Work task. Wherever the word "road" occurs in the lines below, copy the whole line.

--- Data under study Enclosed Below ---

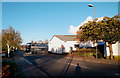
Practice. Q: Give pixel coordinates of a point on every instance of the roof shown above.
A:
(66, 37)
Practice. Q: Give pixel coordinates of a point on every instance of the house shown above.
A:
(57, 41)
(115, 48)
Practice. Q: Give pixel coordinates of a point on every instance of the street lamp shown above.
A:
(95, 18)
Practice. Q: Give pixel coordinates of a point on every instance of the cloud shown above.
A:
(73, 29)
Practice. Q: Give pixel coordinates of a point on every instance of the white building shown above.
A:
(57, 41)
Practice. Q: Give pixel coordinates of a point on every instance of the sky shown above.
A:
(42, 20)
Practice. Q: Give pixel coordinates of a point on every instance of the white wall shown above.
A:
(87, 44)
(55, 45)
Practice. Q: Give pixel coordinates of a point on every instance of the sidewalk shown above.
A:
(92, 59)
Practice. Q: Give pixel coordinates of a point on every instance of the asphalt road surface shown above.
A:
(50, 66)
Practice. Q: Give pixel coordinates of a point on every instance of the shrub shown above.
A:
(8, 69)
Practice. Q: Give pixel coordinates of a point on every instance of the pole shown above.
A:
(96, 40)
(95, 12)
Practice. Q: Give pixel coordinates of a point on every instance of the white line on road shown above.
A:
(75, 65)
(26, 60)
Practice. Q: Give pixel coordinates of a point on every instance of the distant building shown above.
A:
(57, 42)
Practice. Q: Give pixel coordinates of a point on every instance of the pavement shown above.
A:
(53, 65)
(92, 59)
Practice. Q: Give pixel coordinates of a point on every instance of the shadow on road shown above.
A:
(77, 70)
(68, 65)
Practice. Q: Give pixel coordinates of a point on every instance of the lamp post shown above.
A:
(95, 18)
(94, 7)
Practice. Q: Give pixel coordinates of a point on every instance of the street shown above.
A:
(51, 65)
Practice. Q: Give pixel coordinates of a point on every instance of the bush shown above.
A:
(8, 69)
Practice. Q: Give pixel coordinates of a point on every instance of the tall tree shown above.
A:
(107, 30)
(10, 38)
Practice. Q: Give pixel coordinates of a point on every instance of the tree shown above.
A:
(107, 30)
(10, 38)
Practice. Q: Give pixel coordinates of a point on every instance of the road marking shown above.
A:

--- End of Enclosed Data under study ---
--- Data under study Enclosed Below ---

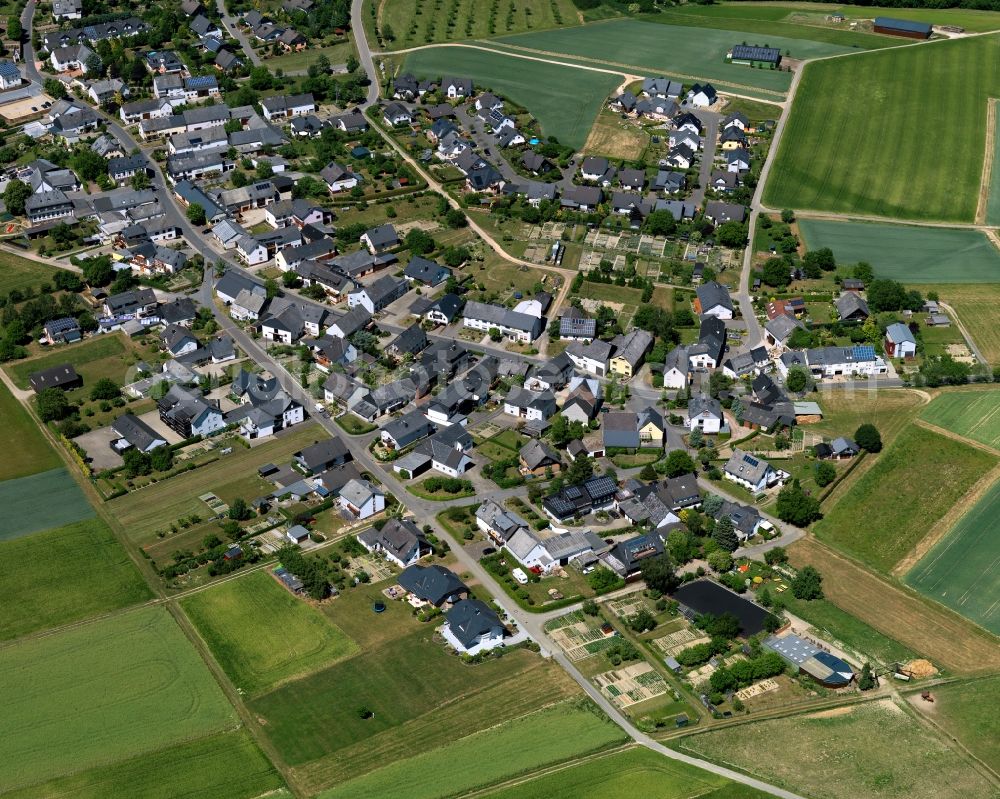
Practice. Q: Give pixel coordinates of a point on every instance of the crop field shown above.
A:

--- End of Enclosed Data under study ---

Reply.
Practice. Q: Give pixel coordinates of a point on every instance of the asphalt road surface shown above.
Practice. Q: Give pixel coordinates of a point on every instance of the white line on road shown above.
Practice. Q: Give pixel coordinates of a point on every instance of the shadow on road shown above.
Practice. Q: Give pixel coordinates of a point on every instance of the road marking shown above.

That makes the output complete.